- [SUPPLIED RECORDS]:
## Start
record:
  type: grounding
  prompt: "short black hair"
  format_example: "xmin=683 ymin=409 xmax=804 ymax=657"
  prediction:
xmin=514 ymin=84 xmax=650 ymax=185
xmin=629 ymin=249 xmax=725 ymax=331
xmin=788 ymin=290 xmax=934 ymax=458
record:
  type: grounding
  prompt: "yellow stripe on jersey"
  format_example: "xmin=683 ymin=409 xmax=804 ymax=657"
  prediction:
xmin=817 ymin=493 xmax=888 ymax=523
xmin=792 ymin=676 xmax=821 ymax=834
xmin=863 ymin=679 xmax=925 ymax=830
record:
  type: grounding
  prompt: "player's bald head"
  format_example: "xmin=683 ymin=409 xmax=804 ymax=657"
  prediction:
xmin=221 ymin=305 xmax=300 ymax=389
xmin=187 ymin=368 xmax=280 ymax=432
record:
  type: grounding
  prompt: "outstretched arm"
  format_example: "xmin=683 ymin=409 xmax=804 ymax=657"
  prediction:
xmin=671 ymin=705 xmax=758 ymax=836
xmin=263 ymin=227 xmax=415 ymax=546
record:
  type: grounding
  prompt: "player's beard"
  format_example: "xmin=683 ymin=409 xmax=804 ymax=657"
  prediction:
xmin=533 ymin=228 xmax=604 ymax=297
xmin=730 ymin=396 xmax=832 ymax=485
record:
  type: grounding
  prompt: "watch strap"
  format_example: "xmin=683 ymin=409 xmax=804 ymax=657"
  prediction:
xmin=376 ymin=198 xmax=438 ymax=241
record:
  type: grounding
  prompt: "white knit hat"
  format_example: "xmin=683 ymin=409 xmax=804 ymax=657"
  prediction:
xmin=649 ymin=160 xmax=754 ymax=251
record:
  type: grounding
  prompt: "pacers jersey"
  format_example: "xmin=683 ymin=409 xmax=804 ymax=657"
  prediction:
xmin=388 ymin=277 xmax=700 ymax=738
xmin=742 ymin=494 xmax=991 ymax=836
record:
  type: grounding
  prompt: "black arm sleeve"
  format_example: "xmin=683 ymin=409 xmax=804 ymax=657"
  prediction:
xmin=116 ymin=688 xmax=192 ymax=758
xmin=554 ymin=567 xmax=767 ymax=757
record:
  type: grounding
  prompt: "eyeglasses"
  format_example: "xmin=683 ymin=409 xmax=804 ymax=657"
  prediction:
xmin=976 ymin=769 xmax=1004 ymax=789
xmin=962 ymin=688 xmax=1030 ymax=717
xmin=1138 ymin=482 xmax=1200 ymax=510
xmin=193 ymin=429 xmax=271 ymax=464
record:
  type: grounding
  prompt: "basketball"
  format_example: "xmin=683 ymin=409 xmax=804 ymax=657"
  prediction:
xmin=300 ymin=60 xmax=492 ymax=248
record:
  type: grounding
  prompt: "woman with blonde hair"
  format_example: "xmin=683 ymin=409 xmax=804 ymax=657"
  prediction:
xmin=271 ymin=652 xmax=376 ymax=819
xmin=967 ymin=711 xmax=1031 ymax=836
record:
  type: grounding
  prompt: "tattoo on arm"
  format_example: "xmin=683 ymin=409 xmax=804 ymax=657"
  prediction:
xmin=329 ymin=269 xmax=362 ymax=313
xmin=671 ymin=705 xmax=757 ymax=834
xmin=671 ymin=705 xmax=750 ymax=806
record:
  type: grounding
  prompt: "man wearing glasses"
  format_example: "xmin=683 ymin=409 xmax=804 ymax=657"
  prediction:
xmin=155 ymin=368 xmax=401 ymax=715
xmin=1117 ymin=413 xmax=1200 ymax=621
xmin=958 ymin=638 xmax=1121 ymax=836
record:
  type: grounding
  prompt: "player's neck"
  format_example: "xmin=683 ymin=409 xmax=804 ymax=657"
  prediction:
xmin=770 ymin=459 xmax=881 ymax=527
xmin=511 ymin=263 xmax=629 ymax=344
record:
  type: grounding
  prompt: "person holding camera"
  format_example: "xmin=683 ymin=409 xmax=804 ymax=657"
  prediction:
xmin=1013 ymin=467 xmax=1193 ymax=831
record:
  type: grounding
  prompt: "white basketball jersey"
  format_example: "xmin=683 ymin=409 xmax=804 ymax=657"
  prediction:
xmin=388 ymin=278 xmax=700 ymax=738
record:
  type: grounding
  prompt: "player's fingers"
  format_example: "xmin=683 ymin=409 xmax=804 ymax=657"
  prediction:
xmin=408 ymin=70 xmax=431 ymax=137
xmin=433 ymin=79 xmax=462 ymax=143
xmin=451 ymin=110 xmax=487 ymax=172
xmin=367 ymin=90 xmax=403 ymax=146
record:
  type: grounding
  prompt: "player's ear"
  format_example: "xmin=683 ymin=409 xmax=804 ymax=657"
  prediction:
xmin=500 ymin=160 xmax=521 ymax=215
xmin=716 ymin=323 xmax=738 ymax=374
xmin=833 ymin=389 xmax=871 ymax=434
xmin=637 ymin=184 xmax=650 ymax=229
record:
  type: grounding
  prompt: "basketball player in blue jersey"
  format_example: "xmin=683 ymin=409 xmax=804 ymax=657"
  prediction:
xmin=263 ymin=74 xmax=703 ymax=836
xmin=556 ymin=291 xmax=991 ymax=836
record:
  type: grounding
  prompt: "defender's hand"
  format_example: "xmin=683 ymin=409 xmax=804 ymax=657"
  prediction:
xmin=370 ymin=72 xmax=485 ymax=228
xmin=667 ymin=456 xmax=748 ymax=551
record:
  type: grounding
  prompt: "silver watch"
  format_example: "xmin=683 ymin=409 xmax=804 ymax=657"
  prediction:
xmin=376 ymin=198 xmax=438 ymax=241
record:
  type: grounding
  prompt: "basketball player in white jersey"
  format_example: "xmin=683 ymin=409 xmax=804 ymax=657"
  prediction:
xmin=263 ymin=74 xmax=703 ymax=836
## End
Reproduce the part of the listing that opens with its first line and closes with the line containing "xmin=788 ymin=290 xmax=934 ymax=458", both included, and subtract 99 from every bounding-box coordinate in the answers. Reproduce only that part.

record:
  type: grounding
  prompt: "short black hair"
  format_example: "xmin=683 ymin=409 xmax=804 ymax=657"
  prediction:
xmin=415 ymin=-15 xmax=551 ymax=86
xmin=530 ymin=150 xmax=626 ymax=232
xmin=689 ymin=191 xmax=835 ymax=359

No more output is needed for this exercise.